== BRIEF ==
According to the article below on data breach risk and IT fatigue, what share of respondents suffered seven or more cyberattacks that infiltrated their networks or systems?

== EXTRACT TO READ ==
────────

Orgs Brace for Breaches as IT Pros Battle Fatigue

The risk of cyberattacks has increased in the last year and 80% of global organizations report they are likely to experience a data breach that impacts customer data in the next 12 months, according to findings from Trend Micro’s biannual Cyber Risk Index (CRI) report.

The report, which measures the gap between respondents’ cybersecurity preparedness versus their likelihood of being attacked, also found 24% suffered seven or more cyberattacks that infiltrated networks/systems, versus 23% in the previous report.

Cloud Computing Among Top Infrastructure Risks

Among the top two infrastructure risks was cloud computing, with many respondents admitting they spend “considerable resources” managing third-party risks like cloud providers.

The top security risks to infrastructure remained the same as last year, and include organizational misalignment and complexity as well as cloud computing infrastructure and providers.

Respondents also identified customer turnover, lost intellectual property and disruption or damages to critical infrastructure as key operational risks for organizations globally.

Jon Clay, vice president of threat intelligence at Trend Micro, noted that in recent years, there has been a shift from trying to stop every attack to assuming you’ve been breached and working towards identifying the breach, minimizing the time an attacker is inside the network and effectively recovering from the attack.

“I believe the respondents of our survey are likely coming to this realization and looking for ways to improve their preparedness for responding to a successful attack,” Clay said.

The main challenges for cybersecurity preparedness include limitations for security leaders who lack the authority and resources to achieve a strong security posture, as well as organizations struggling to enable security technologies that are sufficient to protect their data assets and IT infrastructure.

The Reality of Fatigue

“The world has been dealing with a global pandemic, which has taken its toll on people, and malicious actors who have taken advantage of the shifts that had to be made by many organizations around their corporate IT environment,” Clay added. “As such, the fatigue is likely very real and so the leaders of these organizations definitely need to deal with their employees feeling defeated and exhausted.”

To combat these concerns, organizations may want to look at a managed service, where the third party has expertise in identifying suspicious/malicious behavior within their networks and collaborating with internal security teams.

“This could help them by increasing the number of experts who are working for them, identifying potential breach activity sooner and help their internal employees feel like they are being supported by the company,” Clay said.

────────

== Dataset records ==
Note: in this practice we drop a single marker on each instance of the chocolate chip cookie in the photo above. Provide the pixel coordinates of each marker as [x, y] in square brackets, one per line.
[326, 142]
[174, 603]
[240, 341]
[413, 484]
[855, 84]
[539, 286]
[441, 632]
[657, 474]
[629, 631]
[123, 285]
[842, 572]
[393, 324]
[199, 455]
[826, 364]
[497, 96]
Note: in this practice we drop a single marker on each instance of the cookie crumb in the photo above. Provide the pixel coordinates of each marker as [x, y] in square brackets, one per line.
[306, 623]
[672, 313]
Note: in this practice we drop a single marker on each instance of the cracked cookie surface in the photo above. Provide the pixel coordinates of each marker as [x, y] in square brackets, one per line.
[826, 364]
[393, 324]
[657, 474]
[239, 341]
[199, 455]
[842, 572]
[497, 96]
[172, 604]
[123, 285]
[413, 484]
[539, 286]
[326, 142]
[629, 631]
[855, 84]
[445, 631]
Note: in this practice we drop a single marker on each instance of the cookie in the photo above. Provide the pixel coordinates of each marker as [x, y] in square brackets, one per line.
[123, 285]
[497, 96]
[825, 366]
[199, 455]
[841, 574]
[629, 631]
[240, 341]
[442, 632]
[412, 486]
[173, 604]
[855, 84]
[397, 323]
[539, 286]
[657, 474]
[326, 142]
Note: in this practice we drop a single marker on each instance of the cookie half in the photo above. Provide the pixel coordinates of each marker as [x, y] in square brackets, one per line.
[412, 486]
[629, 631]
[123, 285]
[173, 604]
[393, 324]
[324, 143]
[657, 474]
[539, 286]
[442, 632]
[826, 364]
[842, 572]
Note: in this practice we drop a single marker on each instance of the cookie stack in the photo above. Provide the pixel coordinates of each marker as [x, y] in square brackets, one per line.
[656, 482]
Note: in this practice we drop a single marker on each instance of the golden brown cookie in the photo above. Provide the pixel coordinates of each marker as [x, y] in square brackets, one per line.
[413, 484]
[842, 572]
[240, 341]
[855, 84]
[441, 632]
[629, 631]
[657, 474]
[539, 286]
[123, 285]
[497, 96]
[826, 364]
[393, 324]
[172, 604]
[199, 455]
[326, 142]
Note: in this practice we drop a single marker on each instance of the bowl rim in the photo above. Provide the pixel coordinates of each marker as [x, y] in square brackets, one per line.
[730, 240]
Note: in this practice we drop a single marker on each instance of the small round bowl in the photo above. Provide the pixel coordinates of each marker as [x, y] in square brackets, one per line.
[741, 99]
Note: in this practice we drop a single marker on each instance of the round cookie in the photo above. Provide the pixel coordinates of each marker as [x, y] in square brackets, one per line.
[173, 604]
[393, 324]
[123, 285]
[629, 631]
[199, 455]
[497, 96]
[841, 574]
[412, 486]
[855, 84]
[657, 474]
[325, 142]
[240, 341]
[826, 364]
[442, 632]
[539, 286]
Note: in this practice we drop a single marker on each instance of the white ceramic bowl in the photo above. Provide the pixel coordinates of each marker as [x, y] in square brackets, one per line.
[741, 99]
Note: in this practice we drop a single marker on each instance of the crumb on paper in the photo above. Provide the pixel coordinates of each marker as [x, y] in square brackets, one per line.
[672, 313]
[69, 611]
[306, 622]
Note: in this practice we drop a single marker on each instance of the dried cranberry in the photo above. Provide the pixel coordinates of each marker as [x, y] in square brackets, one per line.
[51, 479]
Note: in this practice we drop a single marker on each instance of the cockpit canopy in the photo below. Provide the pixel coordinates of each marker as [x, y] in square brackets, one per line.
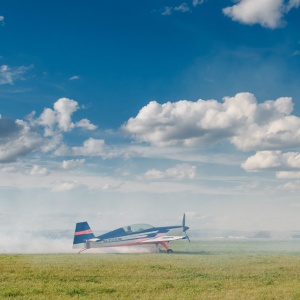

────────

== RESULT BELOW ==
24%, compared with 23% in the previous report.